Given request: Swap "bet" for "wager" in the stretch from the line containing "I bet you can't find the rocky" through the end of the entries, and give those lines back with nothing else changed.

Material provided:
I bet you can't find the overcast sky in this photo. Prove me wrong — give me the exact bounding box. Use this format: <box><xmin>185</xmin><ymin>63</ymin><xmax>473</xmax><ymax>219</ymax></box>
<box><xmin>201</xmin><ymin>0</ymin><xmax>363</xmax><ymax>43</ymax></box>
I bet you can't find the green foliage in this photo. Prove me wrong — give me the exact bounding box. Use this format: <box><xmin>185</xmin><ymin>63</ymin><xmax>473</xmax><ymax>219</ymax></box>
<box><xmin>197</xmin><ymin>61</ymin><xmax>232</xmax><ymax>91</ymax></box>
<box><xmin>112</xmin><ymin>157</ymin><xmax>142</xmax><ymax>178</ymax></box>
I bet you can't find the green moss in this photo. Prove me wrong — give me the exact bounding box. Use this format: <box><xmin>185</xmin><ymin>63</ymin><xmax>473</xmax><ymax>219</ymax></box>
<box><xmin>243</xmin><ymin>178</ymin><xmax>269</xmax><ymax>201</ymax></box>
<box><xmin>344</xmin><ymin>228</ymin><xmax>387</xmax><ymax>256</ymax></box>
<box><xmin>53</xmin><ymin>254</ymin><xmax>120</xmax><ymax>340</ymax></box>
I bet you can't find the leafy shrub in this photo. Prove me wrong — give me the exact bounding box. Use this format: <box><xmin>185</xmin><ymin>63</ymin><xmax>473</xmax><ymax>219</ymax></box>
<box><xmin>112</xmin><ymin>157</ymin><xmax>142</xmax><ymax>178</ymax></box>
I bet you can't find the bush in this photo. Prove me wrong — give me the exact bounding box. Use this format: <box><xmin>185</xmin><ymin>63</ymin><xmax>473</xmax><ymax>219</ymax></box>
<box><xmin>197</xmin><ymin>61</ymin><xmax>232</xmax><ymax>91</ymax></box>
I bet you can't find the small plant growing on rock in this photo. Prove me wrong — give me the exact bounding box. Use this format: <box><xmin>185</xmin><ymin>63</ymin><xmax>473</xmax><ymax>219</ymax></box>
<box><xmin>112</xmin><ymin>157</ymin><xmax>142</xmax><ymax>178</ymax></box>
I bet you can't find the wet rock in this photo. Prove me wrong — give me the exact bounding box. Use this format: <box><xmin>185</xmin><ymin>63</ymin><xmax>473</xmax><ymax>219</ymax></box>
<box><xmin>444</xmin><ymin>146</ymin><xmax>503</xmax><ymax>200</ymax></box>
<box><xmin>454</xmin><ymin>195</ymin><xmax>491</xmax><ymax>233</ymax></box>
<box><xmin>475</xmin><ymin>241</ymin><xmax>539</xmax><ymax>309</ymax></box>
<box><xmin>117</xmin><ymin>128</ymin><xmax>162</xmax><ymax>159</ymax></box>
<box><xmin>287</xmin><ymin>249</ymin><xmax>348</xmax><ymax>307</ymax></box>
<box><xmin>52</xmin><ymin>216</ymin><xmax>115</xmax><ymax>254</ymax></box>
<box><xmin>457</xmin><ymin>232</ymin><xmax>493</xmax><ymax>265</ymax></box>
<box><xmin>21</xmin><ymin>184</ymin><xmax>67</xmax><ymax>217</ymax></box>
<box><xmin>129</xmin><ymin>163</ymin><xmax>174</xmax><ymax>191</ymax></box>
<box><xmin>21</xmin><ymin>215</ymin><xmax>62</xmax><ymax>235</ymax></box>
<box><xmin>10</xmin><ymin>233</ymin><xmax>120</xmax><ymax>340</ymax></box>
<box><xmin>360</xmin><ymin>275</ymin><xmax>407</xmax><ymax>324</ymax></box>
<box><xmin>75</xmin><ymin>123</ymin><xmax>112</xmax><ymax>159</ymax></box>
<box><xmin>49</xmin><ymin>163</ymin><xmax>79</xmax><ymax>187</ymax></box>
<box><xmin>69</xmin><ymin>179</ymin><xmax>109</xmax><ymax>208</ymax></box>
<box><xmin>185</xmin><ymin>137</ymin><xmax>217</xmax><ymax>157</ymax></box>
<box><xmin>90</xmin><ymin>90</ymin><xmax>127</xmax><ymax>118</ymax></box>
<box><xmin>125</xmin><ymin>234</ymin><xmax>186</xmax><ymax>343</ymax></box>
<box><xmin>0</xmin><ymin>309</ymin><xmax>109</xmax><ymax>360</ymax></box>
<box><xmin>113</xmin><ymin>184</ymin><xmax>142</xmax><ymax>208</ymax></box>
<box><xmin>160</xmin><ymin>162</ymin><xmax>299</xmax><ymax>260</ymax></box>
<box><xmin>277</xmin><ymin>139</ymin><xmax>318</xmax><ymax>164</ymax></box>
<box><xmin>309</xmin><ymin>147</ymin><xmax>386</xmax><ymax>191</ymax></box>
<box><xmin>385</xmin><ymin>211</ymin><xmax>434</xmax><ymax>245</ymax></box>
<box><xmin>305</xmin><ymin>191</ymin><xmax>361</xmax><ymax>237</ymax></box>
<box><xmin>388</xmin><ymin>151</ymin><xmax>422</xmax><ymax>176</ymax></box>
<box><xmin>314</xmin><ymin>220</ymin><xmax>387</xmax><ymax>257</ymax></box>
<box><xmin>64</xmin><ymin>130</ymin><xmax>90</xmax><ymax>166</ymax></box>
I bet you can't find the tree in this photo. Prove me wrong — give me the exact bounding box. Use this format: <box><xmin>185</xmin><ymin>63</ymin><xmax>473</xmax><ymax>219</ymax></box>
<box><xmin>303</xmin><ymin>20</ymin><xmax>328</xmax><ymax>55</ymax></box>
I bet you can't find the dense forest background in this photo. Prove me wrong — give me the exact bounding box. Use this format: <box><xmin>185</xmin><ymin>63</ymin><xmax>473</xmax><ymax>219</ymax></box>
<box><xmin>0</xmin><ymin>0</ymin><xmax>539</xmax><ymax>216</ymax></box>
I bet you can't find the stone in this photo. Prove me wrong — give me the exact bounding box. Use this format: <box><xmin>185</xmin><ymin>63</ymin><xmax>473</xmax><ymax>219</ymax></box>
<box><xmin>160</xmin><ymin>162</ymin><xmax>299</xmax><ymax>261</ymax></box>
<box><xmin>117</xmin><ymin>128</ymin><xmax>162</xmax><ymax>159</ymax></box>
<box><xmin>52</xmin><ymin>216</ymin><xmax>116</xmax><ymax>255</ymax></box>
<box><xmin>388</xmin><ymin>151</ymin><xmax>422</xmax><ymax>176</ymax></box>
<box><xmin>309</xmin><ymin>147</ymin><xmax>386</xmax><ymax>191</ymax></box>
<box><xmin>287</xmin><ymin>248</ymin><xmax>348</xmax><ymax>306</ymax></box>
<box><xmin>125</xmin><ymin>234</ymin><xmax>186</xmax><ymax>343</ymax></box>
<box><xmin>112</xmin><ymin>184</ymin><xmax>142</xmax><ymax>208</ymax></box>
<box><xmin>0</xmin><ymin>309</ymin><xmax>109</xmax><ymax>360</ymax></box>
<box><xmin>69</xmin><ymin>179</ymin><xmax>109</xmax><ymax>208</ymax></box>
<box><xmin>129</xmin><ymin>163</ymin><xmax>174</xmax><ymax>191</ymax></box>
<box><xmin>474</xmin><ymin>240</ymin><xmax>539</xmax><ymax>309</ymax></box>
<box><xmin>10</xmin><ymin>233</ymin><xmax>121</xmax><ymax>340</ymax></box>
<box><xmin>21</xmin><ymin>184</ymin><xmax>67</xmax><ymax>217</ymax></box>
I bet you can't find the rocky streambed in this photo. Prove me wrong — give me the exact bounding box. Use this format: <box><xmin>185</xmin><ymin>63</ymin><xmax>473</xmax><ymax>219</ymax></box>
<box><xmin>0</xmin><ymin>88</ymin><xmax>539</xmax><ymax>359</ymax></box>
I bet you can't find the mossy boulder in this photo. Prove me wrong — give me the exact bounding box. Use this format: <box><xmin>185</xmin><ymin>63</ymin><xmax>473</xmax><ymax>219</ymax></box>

The result:
I wager you can't find the rocky streambed in this photo. Prove me wrong — give me the exact bounding box. Use this format: <box><xmin>185</xmin><ymin>63</ymin><xmax>473</xmax><ymax>219</ymax></box>
<box><xmin>0</xmin><ymin>88</ymin><xmax>539</xmax><ymax>359</ymax></box>
I wager you can't find the mossy boulder in this photo. Prove me wrong — give me the exact bounding box. Use this format: <box><xmin>185</xmin><ymin>63</ymin><xmax>473</xmax><ymax>219</ymax></box>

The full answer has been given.